◆ Work request 1
From the excerpt about the Wolfson head nurse, extract verbatim the passage that begins with the words containing "Along with the" and ends with "Center in Holon.".
◆ Work request 2
Name every place that the excerpt about the Wolfson head nurse gives as an origin of the critically ill children she cares for.

╭─ Excerpted text

Along with the other 210,000 residents of coastal Ashdod, over the past couple of weeks Irena Nosel and her family must scramble for shelter when the wailing siren warns of incoming missiles from Gaza.

Her teenage son is in the army and her five-year-old son is confined to home because of the danger. Yet Nosel hasn’t missed a day of work as head nurse of the pediatric intensive care unit at Wolfson Medical Center in Holon.

She cares daily for critically ill children from Israel as well as from Gaza, the Palestinian Authority-administered territories, Syria, Africa and other places where the medical system is much less advanced than in Israel.

“Children are children. They are not our enemies,” she tells ISRAEL21c. “It doesn’t matter where they are from. If these children will not come to Wolfson and receive treatment, they will have no chance to live.”

╰─
╭─ Study material

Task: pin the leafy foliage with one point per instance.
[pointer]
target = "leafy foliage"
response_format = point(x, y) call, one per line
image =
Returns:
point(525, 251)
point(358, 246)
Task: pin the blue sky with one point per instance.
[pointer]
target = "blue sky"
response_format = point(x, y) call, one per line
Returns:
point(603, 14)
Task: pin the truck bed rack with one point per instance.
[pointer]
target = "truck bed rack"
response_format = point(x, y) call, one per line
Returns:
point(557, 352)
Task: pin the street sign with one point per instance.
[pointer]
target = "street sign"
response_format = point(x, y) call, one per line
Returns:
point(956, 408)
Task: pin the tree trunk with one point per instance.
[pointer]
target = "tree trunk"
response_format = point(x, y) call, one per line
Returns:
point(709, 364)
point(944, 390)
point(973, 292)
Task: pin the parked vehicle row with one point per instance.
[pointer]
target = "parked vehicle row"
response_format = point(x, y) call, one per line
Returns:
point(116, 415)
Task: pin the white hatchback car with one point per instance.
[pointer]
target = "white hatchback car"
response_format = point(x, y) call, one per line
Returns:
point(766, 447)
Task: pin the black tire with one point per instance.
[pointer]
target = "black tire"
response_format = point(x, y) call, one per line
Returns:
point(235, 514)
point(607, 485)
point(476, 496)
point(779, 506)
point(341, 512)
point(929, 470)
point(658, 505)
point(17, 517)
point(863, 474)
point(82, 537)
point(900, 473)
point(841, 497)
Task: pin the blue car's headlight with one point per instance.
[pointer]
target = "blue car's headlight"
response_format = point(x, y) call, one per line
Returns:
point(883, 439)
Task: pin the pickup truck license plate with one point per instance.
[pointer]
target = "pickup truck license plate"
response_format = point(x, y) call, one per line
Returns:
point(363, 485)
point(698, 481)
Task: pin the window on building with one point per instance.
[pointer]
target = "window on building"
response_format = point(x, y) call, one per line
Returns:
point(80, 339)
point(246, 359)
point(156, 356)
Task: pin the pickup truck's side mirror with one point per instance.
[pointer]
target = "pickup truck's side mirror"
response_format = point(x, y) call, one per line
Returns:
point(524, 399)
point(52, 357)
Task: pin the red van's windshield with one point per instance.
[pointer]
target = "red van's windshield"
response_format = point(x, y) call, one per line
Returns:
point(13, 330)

╰─

◆ Task answer 1
Along with the other 210,000 residents of coastal Ashdod, over the past couple of weeks Irena Nosel and her family must scramble for shelter when the wailing siren warns of incoming missiles from Gaza.

Her teenage son is in the army and her five-year-old son is confined to home because of the danger. Yet Nosel hasn’t missed a day of work as head nurse of the pediatric intensive care unit at Wolfson Medical Center in Holon.

◆ Task answer 2
- Israel
- Gaza
- the Palestinian Authority-administered territories
- Syria
- Africa